Objetivo>
Imprime sin ningún cambio todas las líneas de los registros que aparecen a continuación.

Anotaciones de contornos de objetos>

-----

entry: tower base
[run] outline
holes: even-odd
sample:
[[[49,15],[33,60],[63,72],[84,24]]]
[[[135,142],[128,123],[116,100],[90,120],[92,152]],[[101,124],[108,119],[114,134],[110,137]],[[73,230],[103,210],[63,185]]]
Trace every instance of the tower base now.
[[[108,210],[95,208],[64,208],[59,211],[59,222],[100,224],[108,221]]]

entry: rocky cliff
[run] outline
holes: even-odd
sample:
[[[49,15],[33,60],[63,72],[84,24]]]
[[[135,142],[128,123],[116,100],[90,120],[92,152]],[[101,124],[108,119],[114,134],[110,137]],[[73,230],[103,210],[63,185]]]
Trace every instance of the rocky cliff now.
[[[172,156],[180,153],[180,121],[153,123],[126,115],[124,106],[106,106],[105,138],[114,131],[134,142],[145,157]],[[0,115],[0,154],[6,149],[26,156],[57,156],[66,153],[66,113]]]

-----

Respuesta>
entry: tower base
[run] outline
holes: even-odd
sample:
[[[49,15],[33,60],[63,72],[84,24]]]
[[[135,142],[128,123],[116,100],[90,120],[92,152]],[[101,124],[108,119],[114,134],[110,137]],[[73,230],[103,210],[63,185]]]
Trace every instance of the tower base now.
[[[108,210],[95,208],[64,208],[59,211],[59,222],[100,224],[108,221]]]

entry: rocky cliff
[run] outline
holes: even-odd
sample:
[[[49,15],[33,60],[63,72],[84,24]]]
[[[135,142],[128,123],[116,100],[90,120],[92,152]],[[101,124],[108,119],[114,134],[110,137]],[[73,230],[103,210],[63,185]]]
Trace every instance of the rocky cliff now.
[[[172,156],[180,153],[180,121],[153,123],[126,115],[124,106],[106,106],[105,138],[114,131],[134,142],[145,157]],[[0,115],[0,154],[6,149],[26,156],[57,156],[66,153],[66,113]]]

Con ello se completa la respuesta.